_Stated task_:
Please pull out every line below that contains the string "plant", copying each one in full.

[Dataset records]
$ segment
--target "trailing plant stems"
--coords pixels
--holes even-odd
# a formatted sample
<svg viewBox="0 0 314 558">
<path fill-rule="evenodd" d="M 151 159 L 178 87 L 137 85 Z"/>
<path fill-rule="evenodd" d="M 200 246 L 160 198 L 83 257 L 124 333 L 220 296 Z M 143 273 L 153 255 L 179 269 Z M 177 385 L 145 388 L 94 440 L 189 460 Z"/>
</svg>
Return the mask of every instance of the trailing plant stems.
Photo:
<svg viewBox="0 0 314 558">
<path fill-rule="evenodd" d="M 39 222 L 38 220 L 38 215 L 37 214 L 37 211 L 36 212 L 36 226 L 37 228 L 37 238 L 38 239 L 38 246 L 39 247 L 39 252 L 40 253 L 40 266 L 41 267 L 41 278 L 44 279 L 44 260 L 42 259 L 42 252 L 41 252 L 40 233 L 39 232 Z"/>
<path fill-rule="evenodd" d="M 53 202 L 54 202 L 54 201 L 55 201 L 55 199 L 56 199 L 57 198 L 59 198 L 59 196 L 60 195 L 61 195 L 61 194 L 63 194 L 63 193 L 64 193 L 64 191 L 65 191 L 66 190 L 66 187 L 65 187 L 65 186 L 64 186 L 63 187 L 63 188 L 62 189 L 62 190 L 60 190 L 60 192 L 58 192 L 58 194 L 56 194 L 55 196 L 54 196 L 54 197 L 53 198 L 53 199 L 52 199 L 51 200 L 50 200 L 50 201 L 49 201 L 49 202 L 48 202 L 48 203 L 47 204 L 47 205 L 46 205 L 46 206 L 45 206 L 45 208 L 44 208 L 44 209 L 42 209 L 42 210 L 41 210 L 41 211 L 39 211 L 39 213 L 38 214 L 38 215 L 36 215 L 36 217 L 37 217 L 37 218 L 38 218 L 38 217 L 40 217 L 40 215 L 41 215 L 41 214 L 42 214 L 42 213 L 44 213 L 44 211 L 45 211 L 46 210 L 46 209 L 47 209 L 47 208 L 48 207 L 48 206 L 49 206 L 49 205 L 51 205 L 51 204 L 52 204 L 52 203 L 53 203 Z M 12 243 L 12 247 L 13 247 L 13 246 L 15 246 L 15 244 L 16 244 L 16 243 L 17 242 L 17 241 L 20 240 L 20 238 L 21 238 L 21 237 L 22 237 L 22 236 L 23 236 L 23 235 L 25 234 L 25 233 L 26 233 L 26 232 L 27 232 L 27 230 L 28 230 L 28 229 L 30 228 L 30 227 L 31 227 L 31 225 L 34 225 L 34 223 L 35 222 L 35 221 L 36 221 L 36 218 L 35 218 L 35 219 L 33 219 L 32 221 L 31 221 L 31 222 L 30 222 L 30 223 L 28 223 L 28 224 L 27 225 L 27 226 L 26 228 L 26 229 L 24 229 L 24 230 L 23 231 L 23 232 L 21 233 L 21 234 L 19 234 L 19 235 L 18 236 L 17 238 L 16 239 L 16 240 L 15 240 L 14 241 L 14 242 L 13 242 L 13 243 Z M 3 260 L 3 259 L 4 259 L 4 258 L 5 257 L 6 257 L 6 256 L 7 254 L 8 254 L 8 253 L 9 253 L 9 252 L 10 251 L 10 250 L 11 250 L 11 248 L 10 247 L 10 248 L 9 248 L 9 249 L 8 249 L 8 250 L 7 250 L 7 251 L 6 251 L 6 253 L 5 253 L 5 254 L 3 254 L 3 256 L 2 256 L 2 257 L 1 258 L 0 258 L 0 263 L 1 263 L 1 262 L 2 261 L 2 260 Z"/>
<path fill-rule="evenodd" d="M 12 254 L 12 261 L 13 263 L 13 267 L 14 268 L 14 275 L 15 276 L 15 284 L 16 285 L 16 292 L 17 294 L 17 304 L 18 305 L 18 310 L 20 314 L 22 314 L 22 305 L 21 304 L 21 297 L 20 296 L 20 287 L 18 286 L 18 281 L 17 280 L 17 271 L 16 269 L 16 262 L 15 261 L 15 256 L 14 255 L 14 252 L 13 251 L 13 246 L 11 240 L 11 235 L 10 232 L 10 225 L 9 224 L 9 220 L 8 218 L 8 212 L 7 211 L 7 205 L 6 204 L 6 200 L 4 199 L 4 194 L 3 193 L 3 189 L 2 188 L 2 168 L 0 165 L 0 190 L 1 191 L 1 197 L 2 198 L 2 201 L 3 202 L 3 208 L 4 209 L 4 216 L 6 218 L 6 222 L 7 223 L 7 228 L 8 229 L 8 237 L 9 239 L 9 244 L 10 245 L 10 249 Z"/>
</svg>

---

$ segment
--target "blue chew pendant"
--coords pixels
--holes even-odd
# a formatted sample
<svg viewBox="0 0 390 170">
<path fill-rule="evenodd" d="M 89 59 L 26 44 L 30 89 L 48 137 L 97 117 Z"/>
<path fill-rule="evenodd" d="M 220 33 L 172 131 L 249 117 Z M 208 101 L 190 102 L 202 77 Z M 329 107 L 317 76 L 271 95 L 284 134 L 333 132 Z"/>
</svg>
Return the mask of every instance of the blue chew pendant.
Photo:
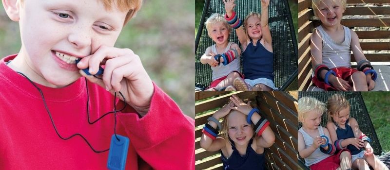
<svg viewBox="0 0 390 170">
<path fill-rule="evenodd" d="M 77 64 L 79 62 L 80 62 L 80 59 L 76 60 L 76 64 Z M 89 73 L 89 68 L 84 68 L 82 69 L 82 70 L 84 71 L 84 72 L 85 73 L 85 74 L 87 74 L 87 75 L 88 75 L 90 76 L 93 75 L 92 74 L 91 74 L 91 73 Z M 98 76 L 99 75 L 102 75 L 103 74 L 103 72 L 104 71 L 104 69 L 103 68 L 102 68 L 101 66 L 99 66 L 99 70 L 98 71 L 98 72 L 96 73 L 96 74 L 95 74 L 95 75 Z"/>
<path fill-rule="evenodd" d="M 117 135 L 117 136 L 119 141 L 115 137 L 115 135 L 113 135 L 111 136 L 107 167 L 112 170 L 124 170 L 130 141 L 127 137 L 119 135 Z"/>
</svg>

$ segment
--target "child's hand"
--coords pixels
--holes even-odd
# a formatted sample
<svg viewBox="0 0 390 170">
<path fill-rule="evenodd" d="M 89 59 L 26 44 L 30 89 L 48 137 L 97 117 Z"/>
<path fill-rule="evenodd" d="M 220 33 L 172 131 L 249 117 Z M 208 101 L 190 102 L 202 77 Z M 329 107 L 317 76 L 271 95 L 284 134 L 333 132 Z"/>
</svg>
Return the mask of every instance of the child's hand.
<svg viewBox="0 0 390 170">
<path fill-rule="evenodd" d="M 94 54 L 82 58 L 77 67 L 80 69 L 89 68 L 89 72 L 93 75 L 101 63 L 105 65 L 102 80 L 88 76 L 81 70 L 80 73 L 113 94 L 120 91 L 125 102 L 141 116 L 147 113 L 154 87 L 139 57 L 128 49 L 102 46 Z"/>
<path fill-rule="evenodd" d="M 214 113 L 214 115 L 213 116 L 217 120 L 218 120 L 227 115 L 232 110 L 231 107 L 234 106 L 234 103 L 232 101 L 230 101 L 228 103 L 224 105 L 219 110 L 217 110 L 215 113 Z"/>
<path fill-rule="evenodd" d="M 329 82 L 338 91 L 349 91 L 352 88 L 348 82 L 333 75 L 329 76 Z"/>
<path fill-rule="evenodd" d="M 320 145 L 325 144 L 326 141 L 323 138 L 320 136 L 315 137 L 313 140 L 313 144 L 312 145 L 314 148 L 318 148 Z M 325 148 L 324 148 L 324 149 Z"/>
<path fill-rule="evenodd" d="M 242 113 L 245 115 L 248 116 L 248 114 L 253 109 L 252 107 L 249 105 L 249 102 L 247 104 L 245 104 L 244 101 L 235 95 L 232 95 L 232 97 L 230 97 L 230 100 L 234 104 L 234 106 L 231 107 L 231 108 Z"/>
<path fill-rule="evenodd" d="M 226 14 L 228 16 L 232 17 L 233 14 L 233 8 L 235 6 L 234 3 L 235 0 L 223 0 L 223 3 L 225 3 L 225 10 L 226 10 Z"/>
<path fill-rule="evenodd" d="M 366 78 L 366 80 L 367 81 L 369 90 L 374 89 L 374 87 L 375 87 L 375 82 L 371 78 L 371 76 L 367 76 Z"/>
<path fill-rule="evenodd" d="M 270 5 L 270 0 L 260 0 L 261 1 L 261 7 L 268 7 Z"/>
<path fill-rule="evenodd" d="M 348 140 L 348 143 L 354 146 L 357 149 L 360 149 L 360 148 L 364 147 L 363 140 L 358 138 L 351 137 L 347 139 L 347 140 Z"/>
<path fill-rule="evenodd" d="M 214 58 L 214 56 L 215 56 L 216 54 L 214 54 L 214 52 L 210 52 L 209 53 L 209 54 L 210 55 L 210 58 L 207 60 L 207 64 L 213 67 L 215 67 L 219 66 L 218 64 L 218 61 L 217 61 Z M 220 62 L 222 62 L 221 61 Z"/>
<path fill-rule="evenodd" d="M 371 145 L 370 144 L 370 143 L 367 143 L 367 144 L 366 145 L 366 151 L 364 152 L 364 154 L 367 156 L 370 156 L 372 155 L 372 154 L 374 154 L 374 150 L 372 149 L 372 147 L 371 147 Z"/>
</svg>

_Response to the exercise_:
--target "trailing plant stems"
Return the mask of every instance of the trailing plant stems.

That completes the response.